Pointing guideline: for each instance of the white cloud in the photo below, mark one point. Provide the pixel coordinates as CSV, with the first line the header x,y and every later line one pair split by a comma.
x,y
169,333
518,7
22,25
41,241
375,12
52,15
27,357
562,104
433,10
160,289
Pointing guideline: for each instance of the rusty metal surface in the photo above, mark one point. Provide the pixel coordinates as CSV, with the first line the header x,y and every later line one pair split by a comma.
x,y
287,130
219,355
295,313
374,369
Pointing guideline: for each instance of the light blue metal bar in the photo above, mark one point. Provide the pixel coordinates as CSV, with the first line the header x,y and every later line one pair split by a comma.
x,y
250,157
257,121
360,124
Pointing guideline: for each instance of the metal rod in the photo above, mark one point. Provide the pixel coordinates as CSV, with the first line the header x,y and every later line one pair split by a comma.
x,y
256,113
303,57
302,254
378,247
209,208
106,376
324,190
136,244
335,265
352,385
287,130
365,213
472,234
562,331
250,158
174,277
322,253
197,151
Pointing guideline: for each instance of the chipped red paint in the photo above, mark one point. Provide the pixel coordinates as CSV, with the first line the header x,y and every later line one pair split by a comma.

--

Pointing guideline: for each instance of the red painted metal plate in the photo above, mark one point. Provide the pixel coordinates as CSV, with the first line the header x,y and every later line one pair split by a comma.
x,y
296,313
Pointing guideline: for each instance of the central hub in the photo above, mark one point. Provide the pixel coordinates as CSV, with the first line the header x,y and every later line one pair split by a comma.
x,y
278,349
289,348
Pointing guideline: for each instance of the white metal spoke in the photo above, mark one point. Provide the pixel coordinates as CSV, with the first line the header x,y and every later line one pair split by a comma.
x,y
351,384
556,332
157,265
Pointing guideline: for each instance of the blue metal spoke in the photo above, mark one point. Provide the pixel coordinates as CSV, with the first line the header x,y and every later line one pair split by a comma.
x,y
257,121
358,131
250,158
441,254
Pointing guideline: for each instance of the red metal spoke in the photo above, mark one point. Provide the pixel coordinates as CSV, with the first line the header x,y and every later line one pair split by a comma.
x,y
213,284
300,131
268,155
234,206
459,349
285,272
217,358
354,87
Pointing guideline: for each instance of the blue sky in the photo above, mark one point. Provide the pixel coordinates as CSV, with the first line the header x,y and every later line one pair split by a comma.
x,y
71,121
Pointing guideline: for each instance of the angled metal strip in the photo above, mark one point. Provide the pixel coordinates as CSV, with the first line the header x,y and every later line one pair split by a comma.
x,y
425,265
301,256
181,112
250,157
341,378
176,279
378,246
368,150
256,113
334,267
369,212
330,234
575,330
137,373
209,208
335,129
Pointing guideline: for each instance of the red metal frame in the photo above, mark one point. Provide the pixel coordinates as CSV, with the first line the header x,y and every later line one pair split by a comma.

** WRITTEN INSTRUCTION **
Reproduce the rows verbatim, starting at the row that contains "Pointing guideline: for each instance of the central" and ending at the row that contains "Pointing guideline: for each instance of the red metal frame", both included.

** EXPECTED OUTPUT **
Pointing guideline: for each instance of the central hub in the photo above, mark one point. Provide the pixel coordinates as CSV, with the first line the header x,y and every later line one pair split by a comma.
x,y
278,349
289,348
Pointing guideline: for each instance of the white metal spoke in the photo above, mark one point. Provide the pixel coordinates as CSV, with the first line the header x,y and every later line one pair split by a comma.
x,y
351,384
556,332
157,265
Pointing guideline: for each instance of the blue metal spoke in the photo above, mark one point. Provide the pixel coordinates as CSV, with the first line the header x,y and every later line one pair split by a comma.
x,y
257,121
358,131
250,158
441,254
Pointing guideline: for each instance of the red metal spoke in the photo above, mark one point. Provide the pixel coordinates as CSV, with the first line the header x,y and every later line one pair split by a comma.
x,y
213,284
300,131
268,155
234,206
459,349
285,272
217,358
354,87
Pointing guideline: for each instance of the blue sky in the photo above, mark one point. Provide the pixel coordinates as CSV, with the first line the header x,y and every later line one pair split by a comma.
x,y
71,121
Pointing guideline: for each instance of the angled metal strip in the photo above, mark one point. Provide the pixel coordinates as CSV, with the first line the header x,y and every later line one pair split by a comma.
x,y
425,265
301,256
181,112
250,157
341,378
176,279
378,246
368,150
256,113
334,267
369,212
330,234
575,330
137,373
209,208
335,129
Pointing guideline: for each instance of the red metal frame in the photo above, mark one point. Provide the pixel coordinates as CSV, with the first line the header x,y and every later line one pair split by a comma.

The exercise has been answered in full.